* **COMPITI DA SVOLGERE**:
1: Ricopia il brano sul mare di Acicastello cominciando da "A maggio i gelsomini" e proseguendo fino a "casi, diventa follia.".
2: Scrivi il seguito del brano sul mare di Acicastello, partendo subito dopo l'ultima frase riportata.

* **PASSO CITATO**:
★ ★ ★ ★ ★ ★ ★

L’odore del mare di Acicastello è un pezzo unico nella galassia dell’olfatto. Ti resta dentro. Si appiccica a qualcosa che, con un po’ di buona volontà, potresti perfino chiamare anima. Chissà che c’era, in quel giorni di maggio, nell’anima di Giuseppe Leotta, 32 anni, precario, inteso “Pippo ‘u Pazzu”.
A maggio i gelsomini profumano con violenza. E sono talmente dolci da provocare un senso di smarrimento della ragione che, in certi casi, diventa follia.

★ ★ ★ ★ ★ ★ ★

Voci di un dataset:
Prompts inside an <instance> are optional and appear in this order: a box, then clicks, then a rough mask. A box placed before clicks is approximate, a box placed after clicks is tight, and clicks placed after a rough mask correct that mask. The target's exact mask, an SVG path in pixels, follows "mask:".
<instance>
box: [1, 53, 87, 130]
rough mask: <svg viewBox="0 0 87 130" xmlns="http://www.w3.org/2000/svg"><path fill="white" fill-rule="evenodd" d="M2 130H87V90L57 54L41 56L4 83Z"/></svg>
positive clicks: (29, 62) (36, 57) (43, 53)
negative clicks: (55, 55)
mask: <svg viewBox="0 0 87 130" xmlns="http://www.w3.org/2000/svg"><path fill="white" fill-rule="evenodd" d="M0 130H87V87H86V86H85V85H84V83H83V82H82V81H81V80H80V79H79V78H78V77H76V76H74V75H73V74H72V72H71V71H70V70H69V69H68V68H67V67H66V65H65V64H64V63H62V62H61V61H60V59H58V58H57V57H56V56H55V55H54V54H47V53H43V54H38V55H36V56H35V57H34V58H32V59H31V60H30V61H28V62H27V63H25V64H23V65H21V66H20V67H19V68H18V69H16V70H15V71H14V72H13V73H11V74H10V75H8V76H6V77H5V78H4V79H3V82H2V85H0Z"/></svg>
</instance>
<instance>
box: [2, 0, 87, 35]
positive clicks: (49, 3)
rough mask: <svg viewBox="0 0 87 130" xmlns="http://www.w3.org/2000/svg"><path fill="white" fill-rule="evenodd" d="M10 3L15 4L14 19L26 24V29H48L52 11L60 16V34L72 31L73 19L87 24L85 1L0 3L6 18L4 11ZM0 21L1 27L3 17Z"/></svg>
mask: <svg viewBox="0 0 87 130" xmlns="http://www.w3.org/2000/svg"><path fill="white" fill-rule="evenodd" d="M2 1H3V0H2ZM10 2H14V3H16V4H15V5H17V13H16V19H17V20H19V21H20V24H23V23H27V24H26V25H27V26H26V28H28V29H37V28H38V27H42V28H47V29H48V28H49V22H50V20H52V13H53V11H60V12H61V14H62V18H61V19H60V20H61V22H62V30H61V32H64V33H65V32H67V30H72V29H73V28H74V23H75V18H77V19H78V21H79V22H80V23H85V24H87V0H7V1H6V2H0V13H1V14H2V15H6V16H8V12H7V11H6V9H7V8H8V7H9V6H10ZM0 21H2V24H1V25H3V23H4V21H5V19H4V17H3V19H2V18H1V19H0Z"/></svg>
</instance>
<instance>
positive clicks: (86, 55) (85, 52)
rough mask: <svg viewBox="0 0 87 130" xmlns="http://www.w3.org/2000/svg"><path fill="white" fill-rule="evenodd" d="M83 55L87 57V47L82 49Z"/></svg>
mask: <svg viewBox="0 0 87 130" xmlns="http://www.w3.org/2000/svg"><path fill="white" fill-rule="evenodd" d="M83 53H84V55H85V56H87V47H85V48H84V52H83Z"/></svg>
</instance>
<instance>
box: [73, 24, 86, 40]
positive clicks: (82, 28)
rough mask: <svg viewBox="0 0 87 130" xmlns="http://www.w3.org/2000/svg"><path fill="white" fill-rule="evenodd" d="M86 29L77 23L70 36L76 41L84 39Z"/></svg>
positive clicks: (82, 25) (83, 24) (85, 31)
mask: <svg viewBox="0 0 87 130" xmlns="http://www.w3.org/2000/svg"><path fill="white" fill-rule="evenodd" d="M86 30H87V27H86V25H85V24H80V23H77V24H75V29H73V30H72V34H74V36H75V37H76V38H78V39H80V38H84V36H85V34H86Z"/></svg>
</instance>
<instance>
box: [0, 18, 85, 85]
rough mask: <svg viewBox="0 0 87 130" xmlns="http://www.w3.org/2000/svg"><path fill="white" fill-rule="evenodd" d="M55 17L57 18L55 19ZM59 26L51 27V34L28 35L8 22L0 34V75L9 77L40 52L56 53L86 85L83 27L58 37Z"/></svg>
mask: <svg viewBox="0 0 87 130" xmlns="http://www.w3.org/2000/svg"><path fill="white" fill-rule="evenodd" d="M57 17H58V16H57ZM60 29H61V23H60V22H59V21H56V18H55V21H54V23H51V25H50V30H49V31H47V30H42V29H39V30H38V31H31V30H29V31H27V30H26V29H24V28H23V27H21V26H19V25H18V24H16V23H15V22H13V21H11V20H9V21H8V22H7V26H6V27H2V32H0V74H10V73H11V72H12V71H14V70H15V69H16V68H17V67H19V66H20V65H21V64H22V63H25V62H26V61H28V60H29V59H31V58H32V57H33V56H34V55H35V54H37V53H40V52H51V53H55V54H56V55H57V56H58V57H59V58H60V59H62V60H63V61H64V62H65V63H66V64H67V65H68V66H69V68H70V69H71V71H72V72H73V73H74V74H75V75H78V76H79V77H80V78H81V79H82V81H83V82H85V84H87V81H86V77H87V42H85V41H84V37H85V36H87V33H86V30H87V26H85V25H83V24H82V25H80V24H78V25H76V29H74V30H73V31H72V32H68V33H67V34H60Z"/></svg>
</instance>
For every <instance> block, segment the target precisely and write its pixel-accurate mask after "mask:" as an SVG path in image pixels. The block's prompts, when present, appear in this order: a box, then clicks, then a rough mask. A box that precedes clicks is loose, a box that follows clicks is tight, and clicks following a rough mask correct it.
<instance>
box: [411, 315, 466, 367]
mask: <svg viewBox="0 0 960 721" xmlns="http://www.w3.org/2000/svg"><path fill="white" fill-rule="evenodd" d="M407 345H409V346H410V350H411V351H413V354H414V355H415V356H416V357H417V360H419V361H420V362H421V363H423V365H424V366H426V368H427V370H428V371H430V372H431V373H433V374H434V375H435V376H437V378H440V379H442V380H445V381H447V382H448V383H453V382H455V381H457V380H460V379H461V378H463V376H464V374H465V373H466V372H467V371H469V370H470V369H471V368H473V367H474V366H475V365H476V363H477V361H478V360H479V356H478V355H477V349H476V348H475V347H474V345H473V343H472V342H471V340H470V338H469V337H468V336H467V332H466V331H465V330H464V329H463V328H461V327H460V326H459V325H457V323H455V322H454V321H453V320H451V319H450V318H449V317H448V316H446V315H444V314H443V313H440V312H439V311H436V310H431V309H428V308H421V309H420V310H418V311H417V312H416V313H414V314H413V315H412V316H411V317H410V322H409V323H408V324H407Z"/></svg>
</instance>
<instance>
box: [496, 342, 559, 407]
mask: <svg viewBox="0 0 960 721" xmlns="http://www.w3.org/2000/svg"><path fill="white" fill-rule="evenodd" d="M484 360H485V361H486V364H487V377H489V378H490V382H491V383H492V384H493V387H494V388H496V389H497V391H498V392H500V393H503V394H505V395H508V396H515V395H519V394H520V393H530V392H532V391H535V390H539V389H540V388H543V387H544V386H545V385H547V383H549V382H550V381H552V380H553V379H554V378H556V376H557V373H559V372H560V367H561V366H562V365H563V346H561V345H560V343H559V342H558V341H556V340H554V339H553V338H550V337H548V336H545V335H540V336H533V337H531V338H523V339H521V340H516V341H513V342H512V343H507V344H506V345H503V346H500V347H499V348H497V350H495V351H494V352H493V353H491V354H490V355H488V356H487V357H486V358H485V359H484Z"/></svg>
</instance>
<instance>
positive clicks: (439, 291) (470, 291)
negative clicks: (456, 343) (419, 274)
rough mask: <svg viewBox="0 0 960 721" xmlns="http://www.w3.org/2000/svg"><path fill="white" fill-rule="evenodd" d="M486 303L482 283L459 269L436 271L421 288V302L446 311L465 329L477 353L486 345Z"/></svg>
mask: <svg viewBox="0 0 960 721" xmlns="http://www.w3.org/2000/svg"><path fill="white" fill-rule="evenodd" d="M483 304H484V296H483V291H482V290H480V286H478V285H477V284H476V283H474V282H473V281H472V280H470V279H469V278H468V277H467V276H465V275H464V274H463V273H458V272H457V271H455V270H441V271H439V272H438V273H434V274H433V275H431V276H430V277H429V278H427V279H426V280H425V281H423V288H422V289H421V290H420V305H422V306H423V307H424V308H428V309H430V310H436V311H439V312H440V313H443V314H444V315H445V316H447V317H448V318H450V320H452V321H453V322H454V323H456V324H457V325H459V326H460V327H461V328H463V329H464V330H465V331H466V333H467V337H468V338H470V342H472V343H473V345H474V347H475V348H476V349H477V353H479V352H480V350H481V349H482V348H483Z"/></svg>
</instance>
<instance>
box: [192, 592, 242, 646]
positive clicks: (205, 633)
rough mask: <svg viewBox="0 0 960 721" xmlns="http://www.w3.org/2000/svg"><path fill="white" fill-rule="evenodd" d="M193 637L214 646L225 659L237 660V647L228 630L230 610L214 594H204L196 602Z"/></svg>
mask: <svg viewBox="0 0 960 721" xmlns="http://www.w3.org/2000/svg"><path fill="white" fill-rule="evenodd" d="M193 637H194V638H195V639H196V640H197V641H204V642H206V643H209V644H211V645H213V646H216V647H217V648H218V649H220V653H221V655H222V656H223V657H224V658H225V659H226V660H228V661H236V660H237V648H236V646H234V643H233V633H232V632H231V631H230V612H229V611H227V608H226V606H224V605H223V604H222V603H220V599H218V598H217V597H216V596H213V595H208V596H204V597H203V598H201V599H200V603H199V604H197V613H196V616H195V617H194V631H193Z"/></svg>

★ ★ ★ ★ ★ ★ ★

* **ELENCO DELLE RISPOSTE**:
1:
A maggio i gelsomini profumano con violenza. E sono talmente dolci da provocare un senso di smarrimento della ragione che, in certi casi, diventa follia.

2:
Pippo percorse il lungomare, in quel giorno di maggio. La sua ombra accarezzò i fiori posati sul davanzale delle grate. Arrivò all’imboccatura del municipio. E fece una strage, con la sua pistola. Il primo a morire fu un pensionato, Giuseppe Castorina, che prendeva il sole su una panchina arrugginita. Poi, toccò a Rita Mammino e Maria Cappadonna, impiegate del Comune. Poi toccò al sindaco, Michele Toscano. Poi, toccò a Salvatore Li Volsi, lsu. Poi, non è che restasse molto altro da fare. Pippo il pazzo sequestrò un automobilista, lo costrinse ad accompagnarlo in una chiesa di Vittoria, in provincia di Ragusa, mentre tutto il mondo lo cercava. Si uccise, con un colpo alla tempia, davanti alla statua della Madonna.
Questa è la storia dell’uomo che scampò incredibilmente a quella mattanza. Per raccontarla, nella terrazza della sua casa di Aci Castello, ha chiesto e ottenuto soltanto due cose: l’anonimato e un bicchiere di latte di mandorla.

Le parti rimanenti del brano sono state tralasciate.